__PROBLEM DETAILS__
Transcribe every one of the records below line for line, leaving the pictures out of your answer.

— begin DATA RECORDS —

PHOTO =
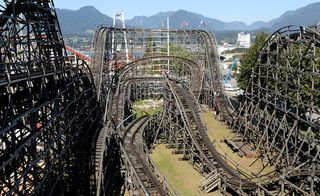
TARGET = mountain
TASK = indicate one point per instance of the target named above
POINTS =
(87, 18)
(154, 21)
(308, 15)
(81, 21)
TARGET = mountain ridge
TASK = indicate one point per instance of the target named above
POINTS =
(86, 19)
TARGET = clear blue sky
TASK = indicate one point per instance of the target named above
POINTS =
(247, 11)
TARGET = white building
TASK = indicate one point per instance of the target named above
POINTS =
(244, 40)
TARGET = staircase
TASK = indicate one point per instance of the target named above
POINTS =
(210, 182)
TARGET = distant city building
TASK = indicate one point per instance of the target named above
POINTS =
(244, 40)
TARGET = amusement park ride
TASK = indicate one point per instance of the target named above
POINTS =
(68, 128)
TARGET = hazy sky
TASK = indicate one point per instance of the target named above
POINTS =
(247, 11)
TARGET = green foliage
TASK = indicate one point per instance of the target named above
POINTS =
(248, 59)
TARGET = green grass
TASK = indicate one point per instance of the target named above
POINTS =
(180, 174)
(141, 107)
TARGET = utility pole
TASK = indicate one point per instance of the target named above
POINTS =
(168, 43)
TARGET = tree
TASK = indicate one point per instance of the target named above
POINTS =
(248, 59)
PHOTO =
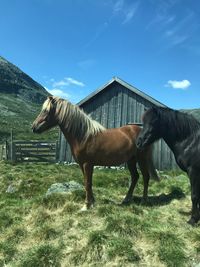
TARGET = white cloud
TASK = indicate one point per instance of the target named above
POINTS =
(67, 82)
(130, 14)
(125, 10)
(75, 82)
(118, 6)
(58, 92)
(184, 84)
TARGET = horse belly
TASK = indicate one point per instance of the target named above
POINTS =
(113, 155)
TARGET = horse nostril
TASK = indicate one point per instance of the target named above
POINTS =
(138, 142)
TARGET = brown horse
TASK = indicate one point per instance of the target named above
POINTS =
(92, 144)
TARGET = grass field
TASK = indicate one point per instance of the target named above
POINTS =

— end DATA RECORDS —

__RESPONSE TO THIS TASK__
PHOTO =
TARGET = mountain
TASK = indicate one point per instance of the target named above
POINTS =
(87, 18)
(154, 21)
(308, 15)
(81, 21)
TARGET = mountain ridge
TASK = indicate one point per instance of the target named above
POINTS =
(86, 19)
TARGET = clear blue sky
TASK = indicate one point per instance of the target named above
POINTS =
(247, 11)
TARGET = white building
TASK = indicate one point per instance of the target named above
POINTS =
(244, 40)
TARGET = staircase
TASK = indicate one point per instance of the target named above
POINTS =
(210, 182)
TARGET = distant city building
TASK = indicate one point per instance of the target named above
POINTS =
(244, 40)
TARGET = amusement park ride
TASK = indicate one point per instance of the target named above
POINTS =
(68, 128)
TARGET = hazy sky
TASK = indicate one point per instance of the target named above
POINTS =
(247, 11)
TARGET = green foliage
TASK = indicate one point per instance of the target named above
POINTS =
(248, 59)
TARGET = green grass
TASK = indicate one point per instance of the target named above
POINTS =
(180, 174)
(141, 107)
TARGET = utility pole
TASK = indicate one point per instance of the target named above
POINTS =
(168, 43)
TARGET = tree
TASK = indicate one point per instance of the target named above
POINTS =
(248, 59)
PHOTO =
TARGET = white cloud
TASK = indicate one point per instance of the target named above
POINTS =
(67, 82)
(130, 14)
(125, 10)
(75, 82)
(118, 6)
(58, 92)
(184, 84)
TARGET = horse belly
TASK = indicate one point per instance of the target named above
POINTS =
(113, 155)
TARGET = horse nostril
TASK = indicate one point per instance of the target named above
POINTS =
(138, 142)
TARGET = brown horse
TASK = indicate one point per instance of the target named above
POINTS =
(92, 144)
TARGET = grass field
TASK = indicate one point per instance of the target named above
POINTS =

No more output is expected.